Annotation dataset entries:
★ ★ ★ ★ ★
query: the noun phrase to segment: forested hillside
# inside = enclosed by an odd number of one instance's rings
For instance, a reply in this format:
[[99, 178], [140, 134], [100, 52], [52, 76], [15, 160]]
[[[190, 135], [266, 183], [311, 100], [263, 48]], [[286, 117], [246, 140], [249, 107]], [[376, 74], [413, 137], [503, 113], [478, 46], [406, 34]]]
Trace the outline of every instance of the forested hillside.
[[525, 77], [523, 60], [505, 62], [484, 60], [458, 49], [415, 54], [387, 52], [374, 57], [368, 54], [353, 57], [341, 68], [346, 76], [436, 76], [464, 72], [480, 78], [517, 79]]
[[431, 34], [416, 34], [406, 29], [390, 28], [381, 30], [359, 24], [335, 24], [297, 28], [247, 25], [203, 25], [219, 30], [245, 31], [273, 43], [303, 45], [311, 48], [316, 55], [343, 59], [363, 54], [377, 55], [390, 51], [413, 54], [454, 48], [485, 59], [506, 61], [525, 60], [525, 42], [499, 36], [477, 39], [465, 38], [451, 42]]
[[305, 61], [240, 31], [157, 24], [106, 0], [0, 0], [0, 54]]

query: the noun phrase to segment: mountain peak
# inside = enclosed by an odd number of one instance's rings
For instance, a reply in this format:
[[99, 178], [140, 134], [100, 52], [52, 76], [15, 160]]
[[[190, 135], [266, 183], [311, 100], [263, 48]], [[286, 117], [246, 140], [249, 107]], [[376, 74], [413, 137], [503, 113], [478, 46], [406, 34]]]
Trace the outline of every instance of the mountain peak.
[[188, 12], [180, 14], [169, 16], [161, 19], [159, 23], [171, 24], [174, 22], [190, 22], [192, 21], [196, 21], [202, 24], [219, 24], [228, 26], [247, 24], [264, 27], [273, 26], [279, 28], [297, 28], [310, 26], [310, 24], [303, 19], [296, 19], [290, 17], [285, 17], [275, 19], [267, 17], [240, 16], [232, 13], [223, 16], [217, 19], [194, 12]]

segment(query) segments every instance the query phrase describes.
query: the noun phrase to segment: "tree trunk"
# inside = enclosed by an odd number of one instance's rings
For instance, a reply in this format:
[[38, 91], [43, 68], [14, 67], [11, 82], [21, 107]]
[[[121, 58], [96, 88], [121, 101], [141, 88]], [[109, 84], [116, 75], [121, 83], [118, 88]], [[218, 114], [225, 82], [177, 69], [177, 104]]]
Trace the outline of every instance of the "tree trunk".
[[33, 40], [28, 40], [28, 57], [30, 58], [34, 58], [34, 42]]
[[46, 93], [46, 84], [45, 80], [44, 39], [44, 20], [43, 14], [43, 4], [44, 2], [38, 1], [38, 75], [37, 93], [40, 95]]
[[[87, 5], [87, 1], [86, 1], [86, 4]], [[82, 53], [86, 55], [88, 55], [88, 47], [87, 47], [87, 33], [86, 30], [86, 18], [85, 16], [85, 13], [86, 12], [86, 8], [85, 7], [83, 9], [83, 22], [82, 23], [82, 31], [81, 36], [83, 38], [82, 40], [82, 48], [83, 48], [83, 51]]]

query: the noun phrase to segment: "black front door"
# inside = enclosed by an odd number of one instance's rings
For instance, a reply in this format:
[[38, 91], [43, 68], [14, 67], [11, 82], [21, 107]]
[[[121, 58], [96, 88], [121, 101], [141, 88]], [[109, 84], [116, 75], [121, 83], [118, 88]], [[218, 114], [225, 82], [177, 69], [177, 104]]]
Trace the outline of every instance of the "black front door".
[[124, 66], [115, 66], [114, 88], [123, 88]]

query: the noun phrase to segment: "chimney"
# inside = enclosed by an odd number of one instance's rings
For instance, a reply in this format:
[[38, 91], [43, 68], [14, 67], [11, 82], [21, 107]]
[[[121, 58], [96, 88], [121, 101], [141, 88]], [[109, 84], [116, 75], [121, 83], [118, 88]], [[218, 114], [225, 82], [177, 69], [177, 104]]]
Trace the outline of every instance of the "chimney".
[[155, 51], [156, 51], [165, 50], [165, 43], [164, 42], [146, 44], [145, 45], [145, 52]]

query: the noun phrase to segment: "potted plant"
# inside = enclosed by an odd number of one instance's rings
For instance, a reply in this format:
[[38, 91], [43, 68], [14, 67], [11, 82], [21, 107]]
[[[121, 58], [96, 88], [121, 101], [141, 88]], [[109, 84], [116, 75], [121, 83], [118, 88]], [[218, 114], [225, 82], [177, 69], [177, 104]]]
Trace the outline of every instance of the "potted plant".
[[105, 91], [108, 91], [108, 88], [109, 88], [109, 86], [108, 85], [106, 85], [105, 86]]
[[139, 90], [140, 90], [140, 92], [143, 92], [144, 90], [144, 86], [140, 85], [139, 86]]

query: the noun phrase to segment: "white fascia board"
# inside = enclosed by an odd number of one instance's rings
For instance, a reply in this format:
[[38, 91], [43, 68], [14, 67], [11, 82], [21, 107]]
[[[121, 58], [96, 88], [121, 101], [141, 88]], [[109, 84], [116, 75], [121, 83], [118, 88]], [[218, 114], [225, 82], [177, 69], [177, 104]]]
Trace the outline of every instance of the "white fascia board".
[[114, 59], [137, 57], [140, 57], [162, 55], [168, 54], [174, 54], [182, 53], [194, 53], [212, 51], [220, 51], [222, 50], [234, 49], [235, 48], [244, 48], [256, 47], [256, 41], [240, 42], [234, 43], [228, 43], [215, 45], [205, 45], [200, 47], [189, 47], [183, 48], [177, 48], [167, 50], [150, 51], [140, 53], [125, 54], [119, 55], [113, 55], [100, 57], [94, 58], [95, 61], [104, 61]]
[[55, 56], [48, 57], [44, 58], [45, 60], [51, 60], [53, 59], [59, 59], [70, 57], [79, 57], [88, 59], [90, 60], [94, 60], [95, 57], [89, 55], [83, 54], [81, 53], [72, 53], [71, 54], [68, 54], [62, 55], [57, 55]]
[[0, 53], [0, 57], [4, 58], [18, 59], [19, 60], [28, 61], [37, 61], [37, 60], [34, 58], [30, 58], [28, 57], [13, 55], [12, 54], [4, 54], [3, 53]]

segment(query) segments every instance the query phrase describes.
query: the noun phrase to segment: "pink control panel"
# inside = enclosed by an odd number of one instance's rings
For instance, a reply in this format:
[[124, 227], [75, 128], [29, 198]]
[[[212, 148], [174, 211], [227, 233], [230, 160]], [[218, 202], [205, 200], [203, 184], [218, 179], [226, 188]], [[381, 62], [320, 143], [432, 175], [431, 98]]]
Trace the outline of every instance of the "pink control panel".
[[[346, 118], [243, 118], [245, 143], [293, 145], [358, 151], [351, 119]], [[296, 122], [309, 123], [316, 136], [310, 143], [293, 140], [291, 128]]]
★ ★ ★ ★ ★
What the task requires: Write out the lines of the records from the line that contains "query: the noun phrase to segment: mountain" through the line that contains "Trace the outline of every instance of the mountain", both included, as a numbered list. Leave out any blank lines.

Task output:
1. query: the noun phrase to segment: mountain peak
2. # inside = enclosed by an odd number of one instance's rings
3. For instance, a reply in this format:
4. [[99, 178], [140, 134], [100, 52], [52, 76], [15, 160]]
5. [[[190, 135], [266, 183], [311, 100], [263, 48]], [[286, 117], [246, 140], [249, 107]], [[376, 74], [413, 137], [503, 113], [478, 46], [406, 34]]]
6. Trace the outline of every instance of the mountain peak.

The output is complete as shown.